(Image point grounding data)
-----
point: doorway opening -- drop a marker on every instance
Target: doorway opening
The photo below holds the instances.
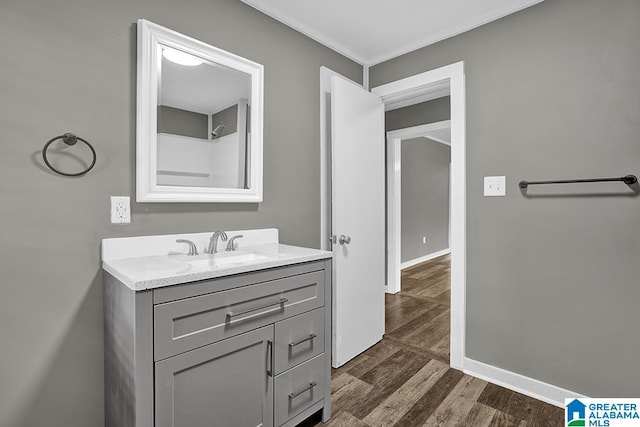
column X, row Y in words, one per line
column 447, row 80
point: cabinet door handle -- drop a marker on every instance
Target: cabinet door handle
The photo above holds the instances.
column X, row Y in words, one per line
column 270, row 354
column 309, row 338
column 298, row 393
column 251, row 310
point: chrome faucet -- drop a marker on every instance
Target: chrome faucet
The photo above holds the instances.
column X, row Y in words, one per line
column 193, row 250
column 230, row 246
column 213, row 241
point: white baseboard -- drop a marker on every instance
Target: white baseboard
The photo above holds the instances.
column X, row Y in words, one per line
column 417, row 261
column 528, row 386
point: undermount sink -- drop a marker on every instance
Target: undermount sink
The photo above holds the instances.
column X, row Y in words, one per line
column 221, row 260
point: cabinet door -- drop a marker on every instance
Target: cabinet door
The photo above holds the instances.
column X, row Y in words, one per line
column 223, row 384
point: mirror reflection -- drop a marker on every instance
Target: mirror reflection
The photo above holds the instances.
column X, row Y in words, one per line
column 203, row 124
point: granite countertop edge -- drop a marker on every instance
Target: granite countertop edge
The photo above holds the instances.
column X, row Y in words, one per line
column 137, row 274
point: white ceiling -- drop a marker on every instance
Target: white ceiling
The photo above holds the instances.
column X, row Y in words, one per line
column 206, row 88
column 372, row 31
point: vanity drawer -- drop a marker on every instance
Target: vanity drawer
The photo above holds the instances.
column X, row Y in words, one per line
column 299, row 388
column 186, row 324
column 299, row 338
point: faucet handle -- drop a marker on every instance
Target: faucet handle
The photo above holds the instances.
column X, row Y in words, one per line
column 193, row 250
column 230, row 244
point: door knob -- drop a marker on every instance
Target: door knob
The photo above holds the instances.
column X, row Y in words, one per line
column 344, row 240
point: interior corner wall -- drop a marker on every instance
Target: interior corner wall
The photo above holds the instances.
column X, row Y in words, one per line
column 425, row 180
column 424, row 198
column 70, row 66
column 552, row 92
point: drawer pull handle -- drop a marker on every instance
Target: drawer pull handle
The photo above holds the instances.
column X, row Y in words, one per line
column 298, row 393
column 251, row 310
column 270, row 353
column 309, row 338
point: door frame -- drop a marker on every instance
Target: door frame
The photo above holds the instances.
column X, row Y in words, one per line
column 394, row 196
column 415, row 87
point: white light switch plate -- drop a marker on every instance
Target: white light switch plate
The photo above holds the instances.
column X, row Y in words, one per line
column 495, row 186
column 120, row 210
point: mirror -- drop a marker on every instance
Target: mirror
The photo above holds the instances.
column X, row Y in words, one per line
column 199, row 121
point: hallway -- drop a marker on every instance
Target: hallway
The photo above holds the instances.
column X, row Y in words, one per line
column 405, row 379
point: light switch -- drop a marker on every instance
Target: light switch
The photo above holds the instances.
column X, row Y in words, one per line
column 495, row 186
column 120, row 210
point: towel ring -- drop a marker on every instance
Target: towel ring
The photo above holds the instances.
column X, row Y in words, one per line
column 69, row 139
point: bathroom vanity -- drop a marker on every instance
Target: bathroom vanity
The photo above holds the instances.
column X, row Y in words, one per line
column 235, row 338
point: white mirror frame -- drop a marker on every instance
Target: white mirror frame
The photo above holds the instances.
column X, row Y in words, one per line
column 147, row 188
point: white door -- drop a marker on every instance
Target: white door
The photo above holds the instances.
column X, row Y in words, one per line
column 357, row 216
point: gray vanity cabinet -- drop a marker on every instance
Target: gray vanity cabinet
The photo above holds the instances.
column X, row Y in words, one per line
column 228, row 382
column 248, row 350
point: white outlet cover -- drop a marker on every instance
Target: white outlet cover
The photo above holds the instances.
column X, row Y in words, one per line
column 120, row 210
column 495, row 186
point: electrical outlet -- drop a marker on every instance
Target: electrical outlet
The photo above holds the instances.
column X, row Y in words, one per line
column 495, row 186
column 120, row 210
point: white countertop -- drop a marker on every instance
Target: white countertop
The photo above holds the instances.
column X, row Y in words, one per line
column 164, row 270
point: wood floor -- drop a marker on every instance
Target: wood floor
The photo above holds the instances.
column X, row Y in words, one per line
column 405, row 379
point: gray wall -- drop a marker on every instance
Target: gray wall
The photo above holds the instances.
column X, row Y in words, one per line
-----
The problem -
Read the entries and show each line that mentions "light".

Task result -
point: white light switch plate -- drop a marker on every instance
Target: white light switch plate
point: light switch -- drop a marker on every instance
Target: light switch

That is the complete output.